Exercise requirements
(a) Based on the passage about the literacy charity, explain in one to three sentences why the workshops teach parents to help their children at home rather than leaving it only to the school.
(b) Rewrite the passage about the literacy charity from "The programme will" to "what they need.", using "funding" in place of "sponsorship".

Given passage
_ _ _ _

With the motto Literacy a Tool for Life, it was during the midst of COVID-19 that this developmental programme was  birthed and officially launched in May of last year. At that time, her team focused on urban areas and some of the districts visited included Nelson Street, New Orleans, Greenfield and the Pinelands community. “It was to sensitize parents who have children who need help in literacy,” she said. Among their goals was to dispel the misconception that literacy is only about the inability to read.

At the bedrock of the project is providing parents with the tools to help their children in the learning process, rather than leaving that task solely at the hands of the educational system. “We teach them how to teach their children so that they themselves will become also involved in things they did not know either,” the educator stated. “We want to help our parents to get onboard to be able to take up the deficit where the teacher maybe would miss.”

Parental involvement is pivotal to their children’s success. Her programme operates on the premise that the parent should be the child’s first teacher. “I am one that believes that teaching starts at home,” she noted. In the first workshop for the year the focus was on the parents and they were introduced to teaching through puppetry and creating word charts. In the coming weeks the children will be joining them as they utilise some of the devices that they have been taught. Primarily these two-hour sessions are focused on the children.

“The more parents we have on board to come to learn these different mediums and other avenues maybe our child in another year would have a better understanding on their vowels and their consonants. They will understand how to set up essay writing, how not to use ‘a’ when it should be ‘an’.”

Field-Kellman acknowledged that children face many learning challenges, including dyslexia, autism, memory retention and attention-deficit/hyperactivity disorder (ADHD). This recognition propelled her to start the charity to assist these children who are in dire need of help. The prevalence of a dislike for reading is also of concern. She said, “For the last year, we have been doing workshops to help you the parent to learn different mediums of helping to teach their child at home rather than only depend on the school and the teacher.” She pointed out that within the school system a teacher has close to 20 children in the classroom, and within that group there are children with challenges. Unfortunately, the teacher is unable to give everyone the level of attention they need.

In the initial stages, each child undergoes diagnostic testing to determine what their deficiencies are and a report is provided to the parent. She indicated, “We will streamline a curriculum for that particular boy or girl so that that child would be on a trajectory to know where he or she is going.”

These lessons include showing parents how to use everyday household items, which can be recycled and used in the learning process. “Everything is a teaching aid,” Field-Kellman assured. “There are different ways and different strategies that you can teach literacy.”

The programme will extend beyond the classroom, with nutrition and keep-fit sessions taking place at the Bay Street Esplanade. “I do not think that children should only learn in a classroom. I believe that children can learn through play, through songs, through so many things, hiking, using words. I think that this programme is really geared towards that,” she added.  Other activities may include a camp. The development of the participants is paramount. Focus will be placed on building self-esteem, how to articulate, enunciate and speak standard English. Encouragement is also given to learn a new language.

This project relies heavily on volunteers from here and abroad with those having speciality skills leading specific sessions.

The charity is seeking sponsorship so that the children can get what they need.

_ _ _ _

Data for review
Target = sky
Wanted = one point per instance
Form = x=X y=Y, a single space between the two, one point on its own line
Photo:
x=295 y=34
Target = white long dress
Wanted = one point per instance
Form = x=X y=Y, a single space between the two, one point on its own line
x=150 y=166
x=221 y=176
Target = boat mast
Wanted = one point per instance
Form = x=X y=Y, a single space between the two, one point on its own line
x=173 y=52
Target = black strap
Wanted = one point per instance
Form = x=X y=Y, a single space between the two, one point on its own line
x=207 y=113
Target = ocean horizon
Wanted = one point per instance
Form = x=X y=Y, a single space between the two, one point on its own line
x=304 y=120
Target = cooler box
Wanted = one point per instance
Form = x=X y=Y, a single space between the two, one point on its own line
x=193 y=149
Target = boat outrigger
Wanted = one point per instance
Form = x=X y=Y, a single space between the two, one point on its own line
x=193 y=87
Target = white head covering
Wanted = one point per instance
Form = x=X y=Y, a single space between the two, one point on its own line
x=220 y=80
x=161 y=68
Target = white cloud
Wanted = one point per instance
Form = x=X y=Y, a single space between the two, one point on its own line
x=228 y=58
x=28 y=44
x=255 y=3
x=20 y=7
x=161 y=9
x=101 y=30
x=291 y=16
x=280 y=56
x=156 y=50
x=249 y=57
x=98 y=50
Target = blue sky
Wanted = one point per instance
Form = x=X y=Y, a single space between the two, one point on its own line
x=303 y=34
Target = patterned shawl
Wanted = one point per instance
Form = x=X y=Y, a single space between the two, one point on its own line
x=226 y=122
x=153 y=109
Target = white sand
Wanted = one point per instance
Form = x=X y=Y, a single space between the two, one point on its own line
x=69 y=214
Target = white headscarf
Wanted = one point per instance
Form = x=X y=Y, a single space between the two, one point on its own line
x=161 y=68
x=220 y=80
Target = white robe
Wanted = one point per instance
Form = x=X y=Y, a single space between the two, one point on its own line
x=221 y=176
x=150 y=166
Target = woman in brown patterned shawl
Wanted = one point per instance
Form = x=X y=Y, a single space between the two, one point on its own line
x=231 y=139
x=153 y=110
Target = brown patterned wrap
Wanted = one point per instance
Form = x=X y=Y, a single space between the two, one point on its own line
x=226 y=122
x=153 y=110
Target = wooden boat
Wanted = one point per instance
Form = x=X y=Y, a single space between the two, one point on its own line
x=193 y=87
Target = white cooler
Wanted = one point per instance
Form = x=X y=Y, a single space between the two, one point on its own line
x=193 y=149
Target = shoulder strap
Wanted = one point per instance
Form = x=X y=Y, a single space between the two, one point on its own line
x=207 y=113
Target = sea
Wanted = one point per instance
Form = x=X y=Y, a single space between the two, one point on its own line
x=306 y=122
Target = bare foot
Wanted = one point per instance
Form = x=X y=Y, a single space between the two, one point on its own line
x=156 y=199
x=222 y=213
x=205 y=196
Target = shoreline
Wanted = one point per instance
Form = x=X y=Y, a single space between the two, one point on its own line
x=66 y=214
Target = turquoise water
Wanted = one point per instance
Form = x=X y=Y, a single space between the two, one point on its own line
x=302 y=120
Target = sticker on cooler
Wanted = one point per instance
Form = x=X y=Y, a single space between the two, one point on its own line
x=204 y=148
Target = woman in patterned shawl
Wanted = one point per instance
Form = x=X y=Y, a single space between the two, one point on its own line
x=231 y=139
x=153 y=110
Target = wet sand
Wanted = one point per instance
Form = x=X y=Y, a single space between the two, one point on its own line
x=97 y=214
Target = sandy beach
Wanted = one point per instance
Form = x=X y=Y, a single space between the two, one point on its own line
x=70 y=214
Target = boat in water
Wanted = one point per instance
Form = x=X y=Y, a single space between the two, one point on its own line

_ _ _ _

Answers below
(a) A teacher in the school system has close to 20 children in a classroom, some of whom have learning challenges, so the teacher cannot give everyone the attention they need. The workshops aim to get parents on board so they can take up the deficit that the teacher might miss.

(b)
The programme will extend beyond the classroom, with nutrition and keep-fit sessions taking place at the Bay Street Esplanade. “I do not think that children should only learn in a classroom. I believe that children can learn through play, through songs, through so many things, hiking, using words. I think that this programme is really geared towards that,” she added.  Other activities may include a camp. The development of the participants is paramount. Focus will be placed on building self-esteem, how to articulate, enunciate and speak standard English. Encouragement is also given to learn a new language.

This project relies heavily on volunteers from here and abroad with those having speciality skills leading specific sessions.

The charity is seeking funding so that the children can get what they need.